:: Dataset content

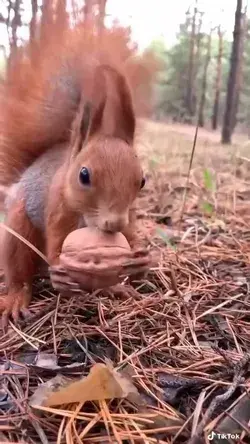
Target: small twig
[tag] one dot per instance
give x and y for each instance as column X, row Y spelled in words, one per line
column 188, row 177
column 221, row 398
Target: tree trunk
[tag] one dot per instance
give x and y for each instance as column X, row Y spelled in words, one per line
column 61, row 15
column 15, row 23
column 46, row 19
column 240, row 70
column 232, row 78
column 204, row 82
column 33, row 22
column 101, row 17
column 190, row 85
column 88, row 13
column 218, row 80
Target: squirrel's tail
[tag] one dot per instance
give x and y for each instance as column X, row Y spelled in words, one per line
column 41, row 96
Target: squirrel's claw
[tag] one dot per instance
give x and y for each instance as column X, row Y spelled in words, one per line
column 61, row 281
column 13, row 305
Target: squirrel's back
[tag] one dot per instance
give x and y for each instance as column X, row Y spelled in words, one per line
column 34, row 183
column 42, row 94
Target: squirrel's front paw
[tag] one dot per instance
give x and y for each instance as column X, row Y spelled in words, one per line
column 61, row 281
column 139, row 264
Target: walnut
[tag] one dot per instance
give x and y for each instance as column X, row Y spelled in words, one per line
column 94, row 259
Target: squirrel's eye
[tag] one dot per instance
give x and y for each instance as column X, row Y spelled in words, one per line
column 143, row 182
column 84, row 176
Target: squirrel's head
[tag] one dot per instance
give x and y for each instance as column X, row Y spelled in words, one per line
column 104, row 174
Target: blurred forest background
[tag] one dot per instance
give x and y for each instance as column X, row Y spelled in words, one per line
column 204, row 76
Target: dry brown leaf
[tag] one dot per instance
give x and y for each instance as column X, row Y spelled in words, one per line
column 103, row 382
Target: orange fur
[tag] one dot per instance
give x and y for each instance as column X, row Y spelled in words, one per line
column 62, row 94
column 19, row 262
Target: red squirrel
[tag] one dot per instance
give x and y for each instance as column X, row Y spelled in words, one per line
column 68, row 154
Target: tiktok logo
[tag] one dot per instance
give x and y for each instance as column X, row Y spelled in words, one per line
column 233, row 436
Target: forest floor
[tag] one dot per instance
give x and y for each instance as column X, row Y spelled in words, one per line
column 181, row 337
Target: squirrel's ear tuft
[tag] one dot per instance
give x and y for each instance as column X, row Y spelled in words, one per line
column 87, row 122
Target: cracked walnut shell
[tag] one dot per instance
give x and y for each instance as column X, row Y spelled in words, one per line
column 94, row 259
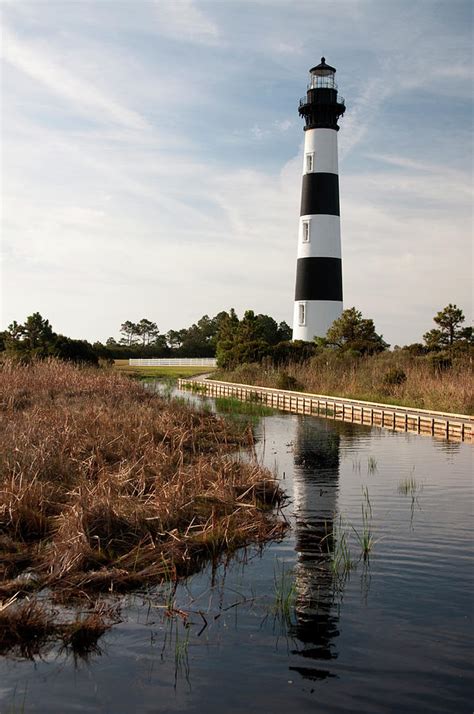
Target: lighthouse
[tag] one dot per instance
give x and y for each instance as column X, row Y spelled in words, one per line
column 318, row 292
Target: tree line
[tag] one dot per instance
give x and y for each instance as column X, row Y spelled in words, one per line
column 235, row 340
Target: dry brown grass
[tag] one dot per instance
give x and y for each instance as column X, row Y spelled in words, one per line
column 425, row 387
column 29, row 627
column 104, row 486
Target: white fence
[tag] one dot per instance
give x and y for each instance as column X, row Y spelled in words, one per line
column 174, row 362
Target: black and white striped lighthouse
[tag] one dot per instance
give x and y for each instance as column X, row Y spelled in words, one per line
column 318, row 294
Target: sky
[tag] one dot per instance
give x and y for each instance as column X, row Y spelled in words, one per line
column 152, row 156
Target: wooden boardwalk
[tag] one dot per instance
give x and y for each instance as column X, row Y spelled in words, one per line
column 455, row 427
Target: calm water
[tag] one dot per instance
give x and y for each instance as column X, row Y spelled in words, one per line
column 394, row 634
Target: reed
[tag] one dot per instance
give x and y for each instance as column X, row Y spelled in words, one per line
column 105, row 486
column 285, row 594
column 364, row 534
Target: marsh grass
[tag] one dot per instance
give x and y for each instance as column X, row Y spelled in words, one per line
column 236, row 407
column 106, row 487
column 284, row 594
column 364, row 534
column 371, row 465
column 162, row 373
column 411, row 487
column 30, row 627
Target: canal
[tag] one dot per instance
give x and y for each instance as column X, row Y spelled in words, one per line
column 364, row 606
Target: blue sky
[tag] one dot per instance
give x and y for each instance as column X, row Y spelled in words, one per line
column 152, row 157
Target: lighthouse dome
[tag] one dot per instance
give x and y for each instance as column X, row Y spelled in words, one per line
column 323, row 69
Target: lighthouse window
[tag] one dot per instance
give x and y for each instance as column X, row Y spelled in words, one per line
column 302, row 314
column 305, row 231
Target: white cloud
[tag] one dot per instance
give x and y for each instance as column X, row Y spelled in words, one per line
column 184, row 21
column 84, row 96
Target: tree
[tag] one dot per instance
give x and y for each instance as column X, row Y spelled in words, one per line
column 353, row 332
column 449, row 333
column 147, row 330
column 35, row 337
column 130, row 332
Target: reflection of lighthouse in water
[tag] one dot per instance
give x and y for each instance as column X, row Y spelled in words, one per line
column 316, row 480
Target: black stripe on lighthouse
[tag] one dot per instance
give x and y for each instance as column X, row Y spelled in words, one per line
column 318, row 279
column 320, row 194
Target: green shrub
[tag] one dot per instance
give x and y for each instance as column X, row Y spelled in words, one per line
column 394, row 377
column 287, row 381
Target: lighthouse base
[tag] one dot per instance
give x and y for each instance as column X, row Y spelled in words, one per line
column 313, row 318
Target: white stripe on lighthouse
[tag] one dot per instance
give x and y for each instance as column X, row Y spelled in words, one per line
column 321, row 238
column 320, row 314
column 323, row 144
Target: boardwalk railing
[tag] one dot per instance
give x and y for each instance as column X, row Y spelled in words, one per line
column 457, row 427
column 174, row 362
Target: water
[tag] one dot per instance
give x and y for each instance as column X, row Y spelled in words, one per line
column 392, row 634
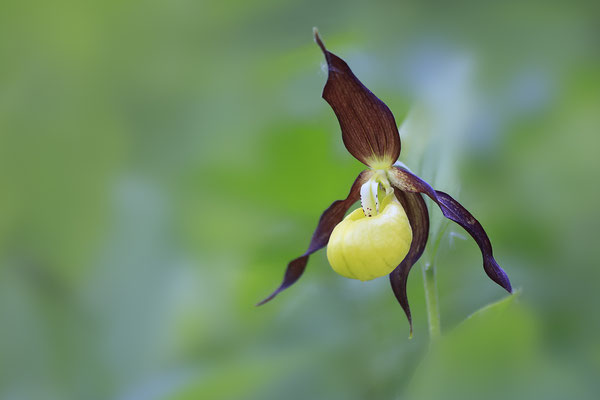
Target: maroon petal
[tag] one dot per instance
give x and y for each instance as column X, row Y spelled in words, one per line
column 452, row 209
column 369, row 130
column 416, row 210
column 329, row 219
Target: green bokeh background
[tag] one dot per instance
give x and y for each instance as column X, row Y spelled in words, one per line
column 162, row 161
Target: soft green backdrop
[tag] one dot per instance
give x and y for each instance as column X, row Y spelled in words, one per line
column 161, row 161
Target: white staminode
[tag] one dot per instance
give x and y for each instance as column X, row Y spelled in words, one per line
column 368, row 197
column 369, row 193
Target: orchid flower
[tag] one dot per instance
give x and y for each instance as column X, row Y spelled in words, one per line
column 388, row 233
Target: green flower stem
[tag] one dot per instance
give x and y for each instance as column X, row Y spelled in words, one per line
column 431, row 301
column 430, row 284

::::

• **Work to complete**
Convert all of the items above into a two-column CSV with the headers text and answer. Give one row per item, wrap each field in double quotes, replace line breaks with spaces, and leave the pictures out.

• **Answer for this exercise**
text,answer
"Target: small twig [tag] one dot per instance give x and y for each instance as column X, row Y spelled in words, one per line","column 188, row 177 column 221, row 398"
"Target: tree trunk [tag] one dot per instance give x and y for each instance as column X, row Y spelled in words, one per line","column 61, row 15 column 15, row 23 column 46, row 19 column 240, row 70 column 232, row 78 column 204, row 82 column 33, row 22 column 101, row 17 column 190, row 85 column 88, row 13 column 218, row 80"
"Target: squirrel's tail [tag] one dot per instance give x and y for each instance as column X, row Y spelled in words, one per line","column 41, row 96"
"Target: squirrel's claw [tag] one dot per instance give x and y for each instance as column X, row Y spelled in words, one per line","column 61, row 281 column 13, row 305"
"Target: squirrel's back [tag] one dot per instance give x and y for each instance as column X, row Y spelled in words, one per line","column 34, row 183 column 42, row 94"
"Target: squirrel's front paw [tag] one dot per instance give x and y for each instance as column X, row Y spelled in words, one per line","column 61, row 281 column 139, row 264"
"Target: walnut [tag] one dot per instance give x and y for each instance as column X, row Y spelled in words, one per line","column 94, row 259"
"Target: squirrel's eye [tag] one dot per instance give x and y for each instance as column X, row Y spelled in words, one per line","column 143, row 182 column 84, row 176"
"Target: squirrel's head [tag] one dot per instance give x and y for each instance as column X, row Y spelled in words, one per line","column 104, row 174"
"Target: blurred forest background [tag] one dot per instance give x and y for each instance as column X, row Y spelled in words, one per line","column 204, row 76"
"Target: dry brown leaf [tag] one dot per instance give x and y for each instance as column X, row Y spelled in words, one per line","column 103, row 382"
"Target: orange fur [tag] one dot per instance give x and y for each instance as column X, row Y spelled in words, one per line","column 62, row 94 column 19, row 262"
"Target: red squirrel [tag] one dot per instance give x and y for each instance as column X, row Y spelled in words, one per line","column 68, row 154"
"Target: tiktok logo [tag] one dot per instance give x and y for each instance as column X, row Y spelled in words, one per line","column 233, row 436"
"Target: forest floor [tag] one dot per instance give x and y for each instance as column X, row Y spelled in words, one per line","column 181, row 337"
"Target: squirrel's ear tuft [tag] one dot per instance give x and y for each instance as column X, row Y spelled in words, one per line","column 87, row 122"
"Target: cracked walnut shell [tag] one dot per instance give x and y for each instance as column X, row Y spelled in words, one per line","column 94, row 259"
"Target: lighthouse [tag] one dot per instance give x and y for each instance as column X, row Y spelled in words, one per line","column 318, row 292"
"Target: tree line [tag] one dot per instance give x and y for each instance as column X, row Y spelled in words, one per line","column 235, row 340"
"Target: dry brown grass [tag] one dot per instance give x and y for each instance as column X, row Y spelled in words, one per line","column 425, row 387 column 29, row 627 column 104, row 486"
"Target: white fence [tag] one dot per instance give x and y for each instance as column X, row Y spelled in words, one per line","column 174, row 362"
"Target: black and white striped lighthouse [tag] one dot per instance give x and y for each instance as column X, row Y spelled in words, one per line","column 318, row 294"
"Target: sky [tag] one dot per instance give x and y for each instance as column X, row Y spelled in words, one per line","column 152, row 156"
"Target: wooden boardwalk [tag] one dot per instance give x and y for each instance as column X, row Y spelled in words, one per line","column 455, row 427"
"Target: calm water [tag] one dot per instance give x and y for each instance as column X, row Y spelled in words, one per line","column 394, row 634"
"Target: reed [tag] one dot per instance give x and y for each instance as column X, row Y spelled in words, one per line","column 105, row 486 column 285, row 594 column 364, row 534"
"Target: marsh grass [tag] one dot per instance give x and y for each instance as column X, row Y spelled in words, one per line","column 236, row 407 column 106, row 487 column 284, row 594 column 364, row 534 column 371, row 465 column 162, row 373 column 411, row 487 column 30, row 627"
"Target: canal [tag] one dot per instance give x and y for each instance as column X, row Y spelled in words, one per line","column 364, row 606"
"Target: blue sky [tag] one dot per instance give x and y for each instance as column X, row Y spelled in words, one per line","column 152, row 157"
"Target: lighthouse dome [tag] one dot per instance give x and y for each instance as column X, row Y spelled in words, one per line","column 323, row 69"
"Target: lighthouse window [tag] one dot per instance give x and y for each instance as column X, row Y spelled in words, one per line","column 302, row 314 column 305, row 231"
"Target: white cloud [tag] one dot per instance give x and y for each instance as column X, row Y spelled in words, one per line","column 184, row 21 column 84, row 96"
"Target: tree [tag] one dot per instance give x and y for each instance as column X, row Y spelled in words, one per line","column 353, row 332 column 449, row 333 column 147, row 330 column 35, row 337 column 130, row 332"
"Target: reflection of lighthouse in water [tag] one dot per instance give x and y for each instance as column X, row Y spelled in words, one per line","column 316, row 480"
"Target: black stripe on lighthouse [tag] one dot per instance give x and y for each instance as column X, row Y spelled in words, one per line","column 318, row 279 column 320, row 194"
"Target: green shrub [tag] one dot per instance give x and y for each instance as column X, row Y spelled in words, one per line","column 394, row 377 column 287, row 381"
"Target: lighthouse base [tag] one dot per instance give x and y for each instance as column X, row Y spelled in words, one per line","column 313, row 318"
"Target: white stripe on lighthouse [tag] one dot per instance give x and y for each instance as column X, row Y spelled in words, one per line","column 321, row 238 column 320, row 314 column 323, row 144"
"Target: boardwalk railing [tag] one dot per instance give x and y for each instance as column X, row Y spelled in words, one per line","column 457, row 427 column 174, row 362"
"Target: water [tag] one dot per instance give x and y for each instance as column X, row Y spelled in words, one per line","column 392, row 634"
"Target: maroon petal [tag] one dot per instance give x and y for each instance as column X, row Y spelled in words, one per line","column 452, row 209 column 369, row 130 column 416, row 210 column 329, row 219"
"Target: green bokeh background [tag] one dot per instance give x and y for each instance as column X, row Y spelled in words, one per line","column 162, row 161"
"Target: soft green backdrop [tag] one dot per instance give x and y for each instance as column X, row Y spelled in words, one per line","column 161, row 161"
"Target: white staminode [tag] one dot per instance give x and y for each instance as column X, row Y spelled in words, one per line","column 368, row 197 column 369, row 193"
"Target: orchid flower [tag] one dot per instance give x and y for each instance as column X, row Y spelled in words, one per line","column 388, row 233"
"Target: green flower stem [tag] one dot per instance give x and y for each instance as column X, row Y spelled in words, one per line","column 431, row 301 column 430, row 284"